Mas o chefe e o ideólogo-chefe não estão tão distantes um do outro quanto no seu modo de olhar para os milhões e milhões de católicos em todo o mundo. Para Müller, a Igreja governa sobre o povo de Deus, diz-lhe o que é bom e o que é mau, o que deve ser feito e o que se deve evitar. Quão diferentemente se posiciona o papa! Para ele, a Igreja começa de baixo, e no alto deve dar uma boa prova de si mesma – antes o povo, depois os príncipes. Não o contrário.
A insurgência de Müller
Continuamente, Müller se insurgiu, empregou o resto de autoridade que lhe restava como prefeito tardiamente chamado, nomeado pelo papa bávaro no seu declínio. Quantas coisas Müller tentou a partir do conclave: antes o abraço, depois a arrogância, no fim a intriga. Assim, ele reconheceu a Francisco, de cima a baixo, o seu talento "pastoral" – o que significa algo como: o novo homem é um bom pastor, mas, contra os lobos deste mundo, deixem que a tarefa cabe a mim.

----------

* **Exercícios propostos**:
1) No trecho sobre Müller e o papa, onde começa a Igreja segundo a visão do papa?
2) Dê continuidade ao trecho sobre Müller e o papa, começando logo após a última frase.

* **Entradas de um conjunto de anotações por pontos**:

----------

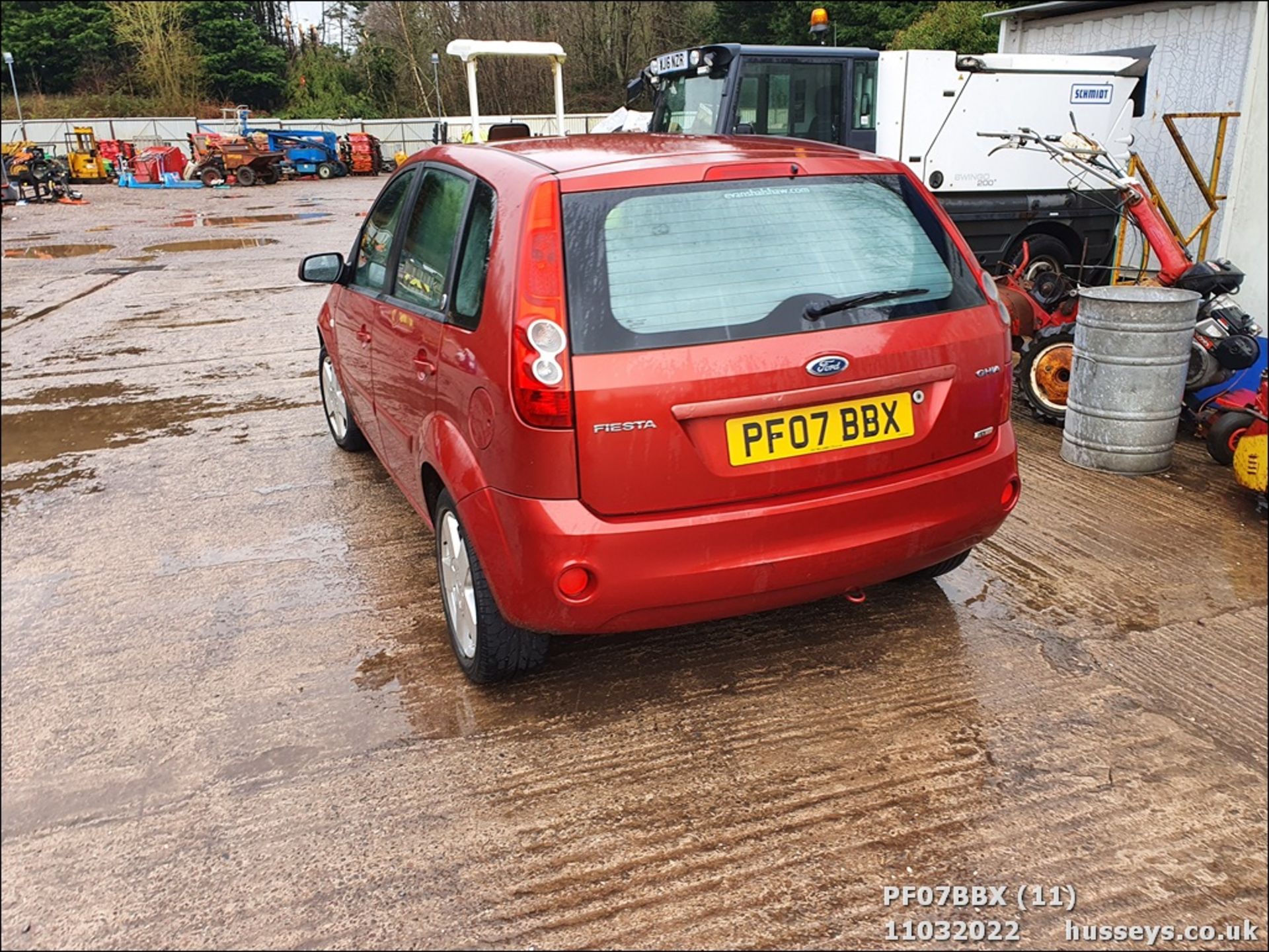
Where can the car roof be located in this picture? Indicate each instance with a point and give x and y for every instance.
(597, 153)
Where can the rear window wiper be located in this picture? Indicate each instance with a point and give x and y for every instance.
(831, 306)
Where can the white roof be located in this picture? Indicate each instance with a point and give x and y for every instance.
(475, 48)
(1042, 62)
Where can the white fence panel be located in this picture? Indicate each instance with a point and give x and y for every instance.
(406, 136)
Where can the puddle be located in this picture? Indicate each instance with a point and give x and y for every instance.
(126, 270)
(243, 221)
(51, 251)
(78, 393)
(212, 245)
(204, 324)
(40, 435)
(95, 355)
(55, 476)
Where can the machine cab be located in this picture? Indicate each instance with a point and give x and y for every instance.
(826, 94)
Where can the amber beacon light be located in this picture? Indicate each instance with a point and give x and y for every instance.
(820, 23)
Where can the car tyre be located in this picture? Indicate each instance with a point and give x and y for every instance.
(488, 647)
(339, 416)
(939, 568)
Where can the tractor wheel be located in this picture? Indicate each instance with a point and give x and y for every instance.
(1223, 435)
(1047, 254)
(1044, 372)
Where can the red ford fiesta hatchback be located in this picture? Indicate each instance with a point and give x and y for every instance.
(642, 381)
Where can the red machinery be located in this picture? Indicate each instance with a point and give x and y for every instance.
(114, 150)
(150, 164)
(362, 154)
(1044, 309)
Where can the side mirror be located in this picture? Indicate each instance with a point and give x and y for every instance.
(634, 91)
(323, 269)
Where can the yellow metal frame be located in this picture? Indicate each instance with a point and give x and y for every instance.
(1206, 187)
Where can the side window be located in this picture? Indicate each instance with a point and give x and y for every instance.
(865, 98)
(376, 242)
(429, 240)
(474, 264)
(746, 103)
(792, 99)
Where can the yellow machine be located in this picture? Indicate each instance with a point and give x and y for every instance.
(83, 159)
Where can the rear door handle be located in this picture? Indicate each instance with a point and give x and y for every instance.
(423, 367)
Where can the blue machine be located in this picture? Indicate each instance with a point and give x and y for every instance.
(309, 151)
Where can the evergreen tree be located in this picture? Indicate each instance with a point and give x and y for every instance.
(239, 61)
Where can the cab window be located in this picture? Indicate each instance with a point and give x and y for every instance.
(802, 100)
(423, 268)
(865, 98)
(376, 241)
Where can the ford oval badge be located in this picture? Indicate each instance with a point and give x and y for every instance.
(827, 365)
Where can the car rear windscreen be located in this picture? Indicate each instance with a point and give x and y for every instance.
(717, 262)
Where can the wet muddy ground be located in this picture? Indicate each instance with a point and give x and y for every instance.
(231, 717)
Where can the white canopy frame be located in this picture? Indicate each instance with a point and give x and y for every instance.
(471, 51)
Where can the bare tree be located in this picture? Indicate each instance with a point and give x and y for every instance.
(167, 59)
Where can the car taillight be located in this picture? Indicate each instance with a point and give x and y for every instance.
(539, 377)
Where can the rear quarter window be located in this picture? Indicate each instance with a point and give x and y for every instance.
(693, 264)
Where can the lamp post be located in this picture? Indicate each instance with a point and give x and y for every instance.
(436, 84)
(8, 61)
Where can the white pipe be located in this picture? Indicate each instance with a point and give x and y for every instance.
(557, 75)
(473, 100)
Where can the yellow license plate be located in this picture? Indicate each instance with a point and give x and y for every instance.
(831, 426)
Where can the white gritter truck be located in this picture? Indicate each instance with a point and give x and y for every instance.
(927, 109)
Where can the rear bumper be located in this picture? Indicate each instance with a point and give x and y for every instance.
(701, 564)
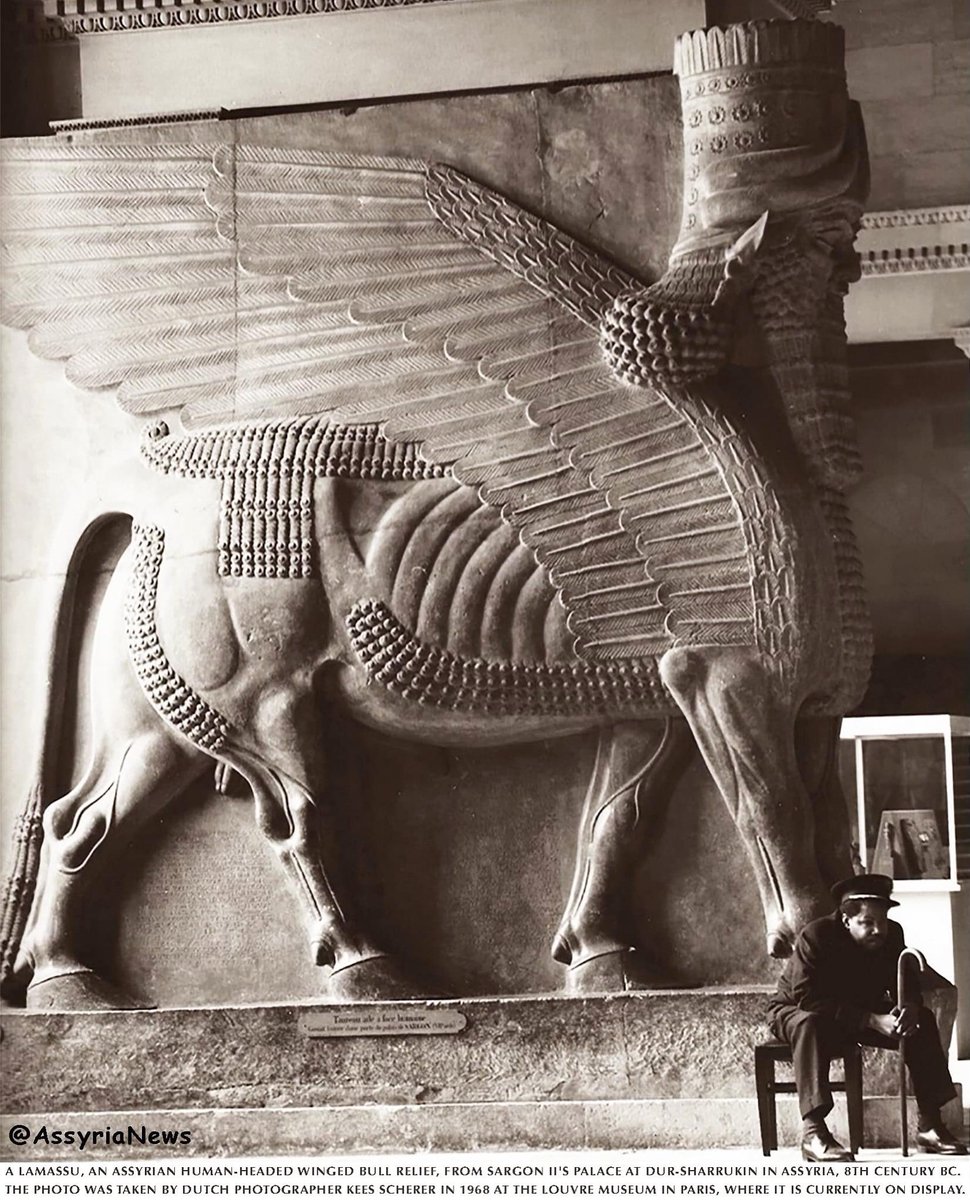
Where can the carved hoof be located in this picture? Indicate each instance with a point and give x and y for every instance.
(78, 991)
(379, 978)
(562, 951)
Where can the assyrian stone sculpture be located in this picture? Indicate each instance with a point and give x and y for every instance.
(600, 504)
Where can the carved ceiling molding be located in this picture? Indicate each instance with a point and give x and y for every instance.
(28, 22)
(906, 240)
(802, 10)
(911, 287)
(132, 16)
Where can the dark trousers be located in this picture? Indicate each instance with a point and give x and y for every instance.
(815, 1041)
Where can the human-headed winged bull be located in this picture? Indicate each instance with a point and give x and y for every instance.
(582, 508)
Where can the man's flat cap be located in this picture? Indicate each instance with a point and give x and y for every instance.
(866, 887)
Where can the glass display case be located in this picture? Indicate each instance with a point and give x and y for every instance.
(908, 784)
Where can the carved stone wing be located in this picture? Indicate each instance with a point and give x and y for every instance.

----------

* **Respostas dos exercícios**:
1) Para o papa, a Igreja começa de baixo.

2)
Mas o homem que vem de Buenos Aires, mais corajoso do que se esperava, não quer que o mundo seja envenenado por alguém que fareja ao redor apenas por inimigos. E assim continuam se chocando, de um lado o "papa do tango e do cinema", e de outro o guardião da fé da equipe de Ratzinger, um osso duro de aperto de mão mole.
O protegido de Ratzinger insiste quase desesperadamente na observância das regras. Se Francisco apenas deixa escapar que a misericórdia pelos divorciados em segunda união é um desejo seu, Müller responde disparando uma intervenção sua no L'Osservatore Romano, o Pravda do Vaticano: está absolutamente excluído que os divorciados em segunda união jamais possam receber a comunhão. Roma locuta, causa finita: uma vez que Roma falou, o caso está encerrado.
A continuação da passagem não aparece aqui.